O QUE SE PEDE »
a) Responda, com base no texto sobre a minissérie Ilha das Bruxas:
(i) Em qual emissora a minissérie estreou?
(ii) Quem escreveu a minissérie?
(iii) Ao longo de quantos anos Franklin Cascaes desenvolveu sua pesquisa?
b) Transcreva do texto sobre a minissérie Ilha das Bruxas o trecho que começa em "Inspirada na obra" e segue até "de Santa Catarina.".
c) Dê continuidade ao texto sobre a minissérie Ilha das Bruxas a partir do ponto em que ele termina.

TRECHO DO TEXTO »
26 outubro 2016

Convenção bruxólica


Há pouco mais de 25 anos estreou, na extinta Rede Manchete, a minissérie Ilha das Bruxas. Com direção de Henrique Martins e Álvaro Fugulin, foi a primeira e única escrita pelo ator Paulo Figueiredo.


Inspirada na obra do pesquisador catarinense Franklin Cascaes (1908-1983), era a história dos mistérios da Ilha de Santa Catarina, envolvendo cultos de bruxas e o sobrenatural. Cascaes utilizou seu talento para registrar o universo legado pelos antigos colonos açorianos através de seus descendentes. Em sua incansável pesquisa, desenvolvida ao longo de 30 anos, preservou a memória da cultura popular da Ilha de Santa Catarina.

REGISTROS FORNECIDOS »
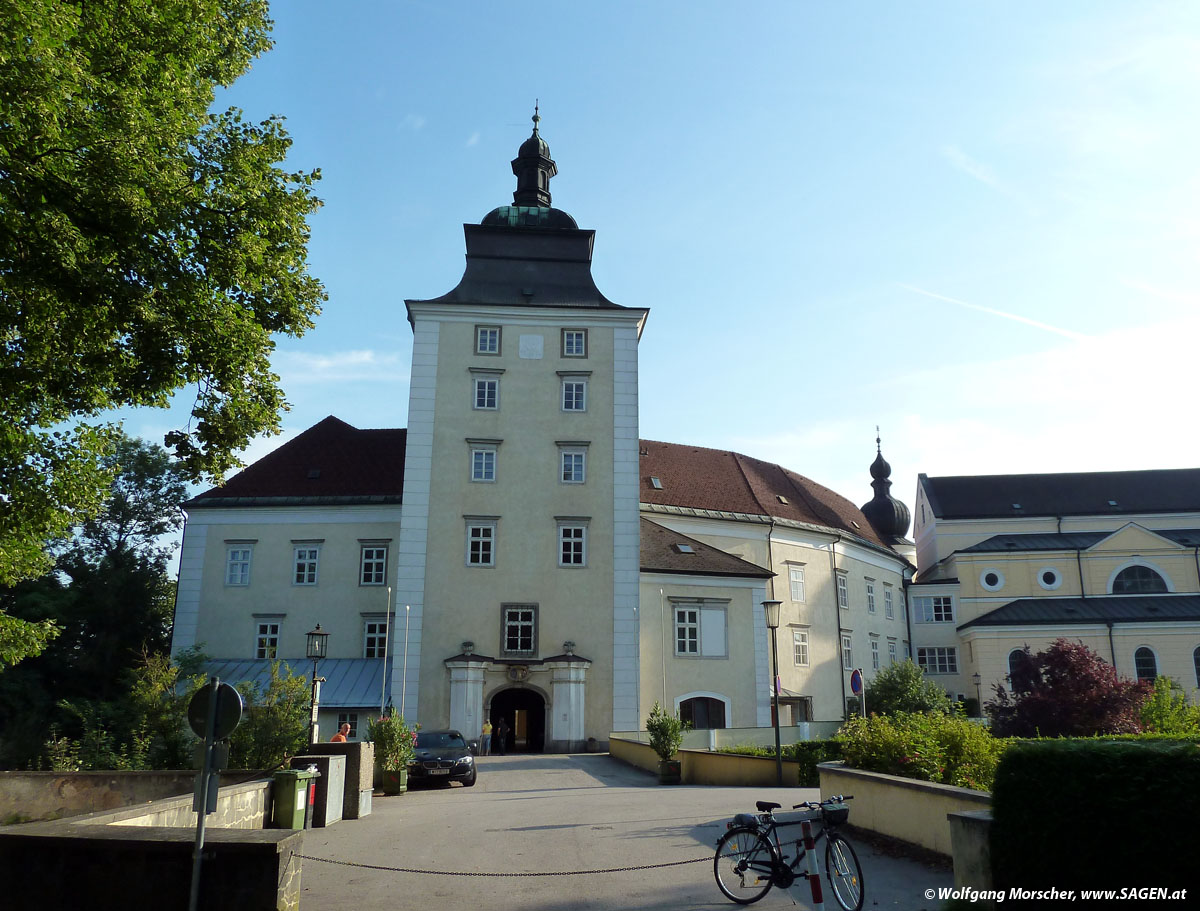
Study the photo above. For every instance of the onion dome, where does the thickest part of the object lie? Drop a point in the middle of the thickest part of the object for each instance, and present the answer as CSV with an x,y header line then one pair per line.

==

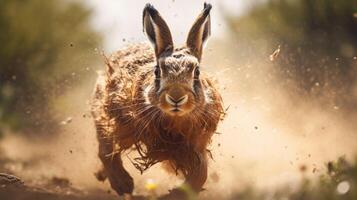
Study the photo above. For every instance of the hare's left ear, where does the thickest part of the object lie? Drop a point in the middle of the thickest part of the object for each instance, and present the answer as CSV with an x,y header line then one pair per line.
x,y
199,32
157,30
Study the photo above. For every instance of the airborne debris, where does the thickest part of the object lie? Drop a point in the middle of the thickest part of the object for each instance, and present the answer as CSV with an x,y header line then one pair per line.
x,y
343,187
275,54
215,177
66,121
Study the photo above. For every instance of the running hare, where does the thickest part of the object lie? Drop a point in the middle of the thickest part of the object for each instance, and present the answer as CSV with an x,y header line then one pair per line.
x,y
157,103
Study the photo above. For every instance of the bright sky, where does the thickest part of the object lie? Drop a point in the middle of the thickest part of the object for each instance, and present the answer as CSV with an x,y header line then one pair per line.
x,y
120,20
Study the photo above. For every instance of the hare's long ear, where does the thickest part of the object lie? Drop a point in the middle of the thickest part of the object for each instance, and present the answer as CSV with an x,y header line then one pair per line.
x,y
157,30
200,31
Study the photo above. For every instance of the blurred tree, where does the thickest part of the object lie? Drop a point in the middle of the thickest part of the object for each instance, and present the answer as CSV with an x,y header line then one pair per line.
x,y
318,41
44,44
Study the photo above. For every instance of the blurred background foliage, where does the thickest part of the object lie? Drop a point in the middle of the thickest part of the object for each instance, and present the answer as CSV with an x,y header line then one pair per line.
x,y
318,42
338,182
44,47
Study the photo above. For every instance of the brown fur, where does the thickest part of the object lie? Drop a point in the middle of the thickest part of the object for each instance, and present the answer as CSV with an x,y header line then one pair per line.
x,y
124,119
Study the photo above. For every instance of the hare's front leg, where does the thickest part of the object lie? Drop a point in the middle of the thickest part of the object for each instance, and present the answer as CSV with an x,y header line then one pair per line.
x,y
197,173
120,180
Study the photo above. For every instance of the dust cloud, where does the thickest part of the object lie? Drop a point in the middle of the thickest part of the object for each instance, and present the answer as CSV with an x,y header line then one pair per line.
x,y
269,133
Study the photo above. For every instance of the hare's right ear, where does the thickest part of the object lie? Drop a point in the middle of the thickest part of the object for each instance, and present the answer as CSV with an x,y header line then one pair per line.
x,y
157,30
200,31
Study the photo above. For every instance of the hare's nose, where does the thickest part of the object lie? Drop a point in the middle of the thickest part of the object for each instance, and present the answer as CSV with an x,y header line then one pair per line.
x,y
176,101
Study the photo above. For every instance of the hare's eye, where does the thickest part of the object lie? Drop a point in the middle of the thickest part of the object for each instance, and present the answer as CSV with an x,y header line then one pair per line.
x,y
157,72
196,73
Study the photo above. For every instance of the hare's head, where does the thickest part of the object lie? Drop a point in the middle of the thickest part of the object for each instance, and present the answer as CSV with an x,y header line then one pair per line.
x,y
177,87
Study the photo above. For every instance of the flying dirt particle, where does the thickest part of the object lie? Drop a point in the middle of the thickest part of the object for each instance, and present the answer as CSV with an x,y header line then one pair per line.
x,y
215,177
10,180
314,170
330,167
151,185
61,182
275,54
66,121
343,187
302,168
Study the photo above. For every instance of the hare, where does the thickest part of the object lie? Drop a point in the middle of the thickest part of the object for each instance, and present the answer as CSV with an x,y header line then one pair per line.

RESPOSTAS DAS TAREFAS »
a)
(i) Na extinta Rede Manchete.
(ii) O ator Paulo Figueiredo.
(iii) Ao longo de 30 anos.

b)
Inspirada na obra do pesquisador catarinense Franklin Cascaes (1908-1983), era a história dos mistérios da Ilha de Santa Catarina, envolvendo cultos de bruxas e o sobrenatural. Cascaes utilizou seu talento para registrar o universo legado pelos antigos colonos açorianos através de seus descendentes. Em sua incansável pesquisa, desenvolvida ao longo de 30 anos, preservou a memória da cultura popular da Ilha de Santa Catarina.

c)
Os relatos documentados por Cascaes serviram de base para o roteiro da minissérie, feito por Paulo Figueiredo, com argumento de Bebel Orofino Schaefer. Várias das histórias foram sabiamente costuradas e formaram a trama de Ilha das Bruxas.

Paulo Figueiredo
Pedro (Irving São Paulo), um jovem pescador, namora Alice (Daniela Camargo), filha de Giuliano (Eduardo Conde) e Alma (Denise Del Vecchio). A moça é neta de dona Ludovica (Miriam Pires), a dominadora e misteriosa mãe de Giuliano. Mas o jovem Washinghton (Nelson Freitas), filho do truculento agricultor Geraldo Sem Medo (Umberto Magnani) e de Aquilina (Maria Helena Dias), também é apaixonado por Alicinha.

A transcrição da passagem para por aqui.